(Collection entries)

______

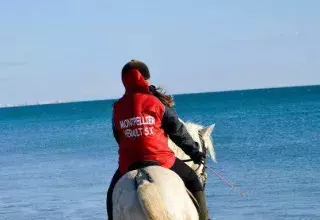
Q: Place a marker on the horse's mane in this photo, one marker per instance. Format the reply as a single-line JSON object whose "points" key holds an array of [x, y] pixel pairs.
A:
{"points": [[193, 130]]}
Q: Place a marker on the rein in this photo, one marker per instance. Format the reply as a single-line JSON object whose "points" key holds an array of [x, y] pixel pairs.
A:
{"points": [[204, 150]]}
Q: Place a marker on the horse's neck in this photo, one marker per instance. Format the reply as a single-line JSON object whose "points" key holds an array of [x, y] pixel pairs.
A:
{"points": [[179, 153]]}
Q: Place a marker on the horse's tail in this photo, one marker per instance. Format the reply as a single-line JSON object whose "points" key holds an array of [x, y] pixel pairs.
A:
{"points": [[149, 197]]}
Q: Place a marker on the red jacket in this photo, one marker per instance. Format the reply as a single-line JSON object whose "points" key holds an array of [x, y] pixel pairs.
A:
{"points": [[141, 125]]}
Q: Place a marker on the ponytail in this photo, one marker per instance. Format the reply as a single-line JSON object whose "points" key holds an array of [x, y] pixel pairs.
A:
{"points": [[158, 92]]}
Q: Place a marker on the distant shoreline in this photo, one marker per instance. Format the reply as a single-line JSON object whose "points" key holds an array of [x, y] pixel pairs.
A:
{"points": [[174, 94]]}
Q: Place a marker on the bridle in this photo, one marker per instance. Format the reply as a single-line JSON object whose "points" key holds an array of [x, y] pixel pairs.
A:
{"points": [[203, 174]]}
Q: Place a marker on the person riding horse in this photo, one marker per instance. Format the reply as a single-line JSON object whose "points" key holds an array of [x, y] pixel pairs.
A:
{"points": [[142, 120]]}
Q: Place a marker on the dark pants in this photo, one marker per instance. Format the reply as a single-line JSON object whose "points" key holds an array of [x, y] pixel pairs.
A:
{"points": [[187, 174]]}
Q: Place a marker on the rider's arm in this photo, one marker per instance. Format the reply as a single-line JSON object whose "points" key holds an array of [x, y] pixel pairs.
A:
{"points": [[178, 132], [114, 130], [115, 133]]}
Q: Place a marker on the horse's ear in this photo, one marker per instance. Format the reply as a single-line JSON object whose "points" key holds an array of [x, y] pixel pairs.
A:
{"points": [[205, 132]]}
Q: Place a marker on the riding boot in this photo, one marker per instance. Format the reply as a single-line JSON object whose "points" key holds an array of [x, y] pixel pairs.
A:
{"points": [[201, 198]]}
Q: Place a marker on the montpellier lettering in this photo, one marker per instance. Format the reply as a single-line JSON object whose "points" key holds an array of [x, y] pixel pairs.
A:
{"points": [[137, 121], [138, 126]]}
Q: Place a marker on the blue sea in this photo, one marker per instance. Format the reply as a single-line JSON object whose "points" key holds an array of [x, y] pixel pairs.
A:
{"points": [[56, 161]]}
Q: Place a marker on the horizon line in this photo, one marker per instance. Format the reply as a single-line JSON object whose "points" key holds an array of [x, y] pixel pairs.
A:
{"points": [[173, 94]]}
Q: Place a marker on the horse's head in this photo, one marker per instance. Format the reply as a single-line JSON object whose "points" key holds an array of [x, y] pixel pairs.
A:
{"points": [[202, 135]]}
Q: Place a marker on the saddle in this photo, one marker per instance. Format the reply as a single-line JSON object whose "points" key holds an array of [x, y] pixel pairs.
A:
{"points": [[143, 164]]}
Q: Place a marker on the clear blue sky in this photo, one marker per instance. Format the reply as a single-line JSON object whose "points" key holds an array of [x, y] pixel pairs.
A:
{"points": [[75, 49]]}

______

The preceding entries are to be returned verbatim, with every picture excluded.

Problem solution:
Q: Place a marker on the horse's mane in this photo, one marker per instance. Format the reply as a single-line JSON object whose "points" key holds an array of [x, y] pixel pairs.
A:
{"points": [[193, 130]]}
Q: Place a marker on the rein in this photo, one marker per instance. Format the reply as a single-line JSON object whose "points" key holds an array of [x, y] pixel pairs.
A:
{"points": [[204, 150]]}
Q: Place a marker on the horse's neck in this photo, one marker per instance. Format the reply as a single-line JSON object whose "points" key holds an array of [x, y] pixel pairs.
A:
{"points": [[179, 153]]}
Q: Place a marker on the horse's tail in this photo, one marker per instance. Format the reply as a single-line JSON object whose "points" key holds an array of [x, y] pixel pairs.
A:
{"points": [[149, 197]]}
Q: Place a marker on the red jacket in this photo, one marker per instance. Format the reply as a single-line JSON object whose "points" key holds an array of [x, y] pixel pairs.
A:
{"points": [[141, 125]]}
Q: Place a marker on the ponytail in this photo, one marker per instance. Format the reply as a single-line JSON object whose "points" key holds an array of [x, y] pixel pairs.
A:
{"points": [[158, 92]]}
Q: Place a marker on the distant shoreline in this photo, one marker per instance. Format the reply as a single-line JSON object whose "points" key holds an array of [x, y] pixel pairs.
A:
{"points": [[174, 94]]}
Q: Place a marker on the bridle in this photo, one marker per instance. Format the reply as a single-line JSON object whose "points" key holds an array of [x, y] pixel pairs.
A:
{"points": [[203, 174]]}
Q: Place a marker on the person riding horse in this photo, one marker per instance. Format the reply as a single-line JSON object whose "points" key holds an array of [x, y] pixel pairs.
A:
{"points": [[142, 120]]}
Q: Place a marker on the dark pants in this photo, one marker per instance. Format the reply as a single-line JSON object whose "points" key holds an array of [x, y] pixel pairs.
A:
{"points": [[187, 174]]}
Q: Place a marker on the rider's arm in this photo, one marker per instance. Format the reply as a single-line JSON object whose "points" key holds an array of [x, y] pixel pairs.
A:
{"points": [[178, 132], [114, 130], [115, 133]]}
Q: Place a marker on the horse's ear in this photo, one marker per instance. Format the reply as a single-line JSON object whose "points" key holds an array of [x, y] pixel pairs.
A:
{"points": [[205, 132]]}
Q: Place a marker on the riding boot in this photo, one marker per instance. Format the reply as a single-line JSON object whose "points" key holds an array of [x, y] pixel pairs.
A:
{"points": [[201, 198]]}
Q: Place a marker on the montpellier lettering in this photo, one marker per instance. Format the reply as a single-line JSON object whose "points" key holds an array of [x, y] pixel pairs.
A:
{"points": [[137, 121], [138, 126]]}
Q: Place a marker on the blue sea in this photo, one marker per instance. Format the reply as a single-line JSON object whose "points" key holds an array of [x, y] pixel pairs.
A:
{"points": [[56, 161]]}
Q: Place a marker on the horizon line in this photo, one marker per instance. Format the reply as a single-line JSON object whose "points" key holds an array of [x, y] pixel pairs.
A:
{"points": [[173, 94]]}
Q: Place a marker on the horse's head in this photo, one marker per instance. Format the reply as a single-line JSON object whose "points" key holds an array of [x, y] pixel pairs.
A:
{"points": [[202, 135]]}
Q: Place a marker on the saddle in this photo, one marker per instance. Format the reply as a single-line JSON object whose "points" key holds an array of [x, y] pixel pairs.
A:
{"points": [[143, 164]]}
Q: Place a marker on the clear blue sky in this photo, one marker per instance. Format the reply as a single-line JSON object whose "points" key holds an array of [x, y] pixel pairs.
A:
{"points": [[75, 49]]}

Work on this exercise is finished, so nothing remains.